Start DATASET

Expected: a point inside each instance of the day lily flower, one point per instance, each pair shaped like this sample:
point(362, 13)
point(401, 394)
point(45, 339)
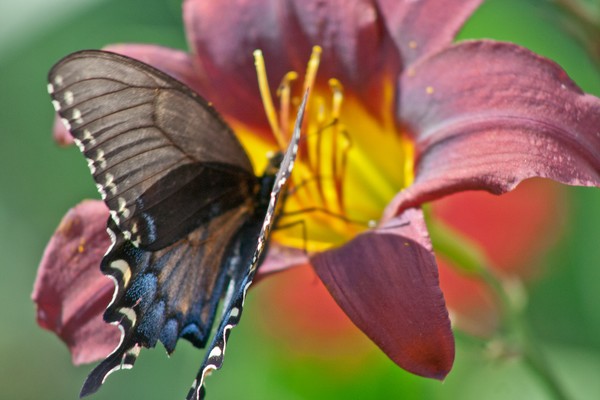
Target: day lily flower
point(398, 116)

End DATASET

Update the items above by changing every "day lily flower" to "daylily blossom" and keeping all other text the same. Omit the pictures from your answer.

**ANSWER IN FULL**
Expected: a point inside each instance of the daylily blossom, one point per instance, each pair shaped like this sample:
point(362, 13)
point(401, 394)
point(45, 339)
Target: daylily blossom
point(398, 116)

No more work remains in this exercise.